Can you quote the records below in full, word for word?
═══ Data supplied
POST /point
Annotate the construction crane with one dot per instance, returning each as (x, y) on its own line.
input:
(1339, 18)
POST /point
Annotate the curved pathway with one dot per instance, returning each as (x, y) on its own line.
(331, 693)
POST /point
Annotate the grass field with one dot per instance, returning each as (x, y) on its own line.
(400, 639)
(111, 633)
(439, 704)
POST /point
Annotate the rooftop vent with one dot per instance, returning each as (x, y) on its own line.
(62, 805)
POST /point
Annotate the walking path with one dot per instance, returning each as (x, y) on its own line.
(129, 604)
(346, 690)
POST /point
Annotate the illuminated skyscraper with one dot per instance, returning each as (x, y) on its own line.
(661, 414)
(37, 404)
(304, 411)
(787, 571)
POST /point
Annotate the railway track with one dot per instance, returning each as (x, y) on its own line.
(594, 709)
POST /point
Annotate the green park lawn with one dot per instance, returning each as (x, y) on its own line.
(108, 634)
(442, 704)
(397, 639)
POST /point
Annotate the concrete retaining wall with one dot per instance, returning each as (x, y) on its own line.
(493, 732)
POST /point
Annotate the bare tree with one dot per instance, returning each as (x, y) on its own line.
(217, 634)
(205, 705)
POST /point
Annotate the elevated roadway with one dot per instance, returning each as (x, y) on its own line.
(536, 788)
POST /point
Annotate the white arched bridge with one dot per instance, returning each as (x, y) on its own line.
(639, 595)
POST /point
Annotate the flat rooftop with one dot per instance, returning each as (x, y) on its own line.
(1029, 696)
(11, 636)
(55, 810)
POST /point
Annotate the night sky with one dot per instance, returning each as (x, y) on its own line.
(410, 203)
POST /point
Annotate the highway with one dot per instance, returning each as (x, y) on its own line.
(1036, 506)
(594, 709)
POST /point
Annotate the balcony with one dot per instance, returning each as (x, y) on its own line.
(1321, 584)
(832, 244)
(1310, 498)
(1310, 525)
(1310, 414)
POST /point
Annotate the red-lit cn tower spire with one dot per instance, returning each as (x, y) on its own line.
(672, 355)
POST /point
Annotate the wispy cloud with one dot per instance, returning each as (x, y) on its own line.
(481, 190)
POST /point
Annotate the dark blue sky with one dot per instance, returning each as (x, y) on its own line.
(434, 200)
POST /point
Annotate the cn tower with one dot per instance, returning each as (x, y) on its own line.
══════
> [Complete answer]:
POST /point
Annotate the construction crane with one dot per instance, returning each as (x, y) on its own line.
input:
(1339, 18)
POST /point
Annotate the curved pathway with one dot per instance, returning each as (x, y) on its own line.
(331, 693)
POST /point
Annotate the grass field with one dot per instance, returning each as (x, y) on its own line.
(400, 639)
(111, 633)
(439, 704)
POST /point
Annotate the rooftop vent with one dot per instance, returning each as (x, y) on its own line.
(62, 805)
POST /point
Annotate the walking path with one dot per instance, returning each as (x, y) on its own line.
(129, 604)
(346, 690)
POST /point
Annotate the illuminated skyscraper with one dot per instance, returning each as (x, y) on its own line.
(661, 414)
(37, 404)
(304, 411)
(787, 571)
POST /point
Annotate the railway track with one dot per instance, returning each as (x, y) on its own line.
(594, 709)
POST /point
Annotate the green park lawn with one dot per instance, returning each as (x, y) on its own line.
(108, 634)
(442, 704)
(397, 639)
POST /point
Annotate the concrete retaining wall with one dot per instance, returning each as (x, y) on its own line.
(493, 732)
POST /point
Annotate the bare tree with one dot per instance, returning each as (x, y) on its own line.
(217, 634)
(205, 705)
POST /point
Annotate the elevated roadway with one dot per instance, returning each as (x, y) on its own line.
(536, 788)
POST /point
Annotate the white arched bridge with one dot per instance, returning each as (x, y) on its own line.
(639, 595)
POST /point
Annotate the flat rooftop with one dot per instance, returning each as (x, y) on its own line.
(1029, 696)
(11, 636)
(55, 810)
POST /point
Annotate the night sky with one dot per instance, returning each as (x, y) on its own line.
(410, 203)
POST /point
Annotate the highway with one dot per instance, returning each as (x, y) on its own line.
(1036, 506)
(594, 709)
POST /point
Annotate the balcony with one dot per instance, returning each as (x, y) on its own line.
(1321, 584)
(832, 244)
(1310, 498)
(1310, 525)
(1310, 414)
POST /point
Annotate the red-lit cn tower spire with one dot per instance, returning each as (x, y) on its own line.
(672, 355)
POST /point
Annotate the wispy cloud with one dot per instance, returning each as (x, y) on its own line.
(481, 190)
POST /point
Annotate the dark blue sky with one dot per instance, returning each as (x, y) on its own line.
(434, 200)
POST /point
Annotate the cn tower with one dot per instance, returning each as (x, y) on its own line.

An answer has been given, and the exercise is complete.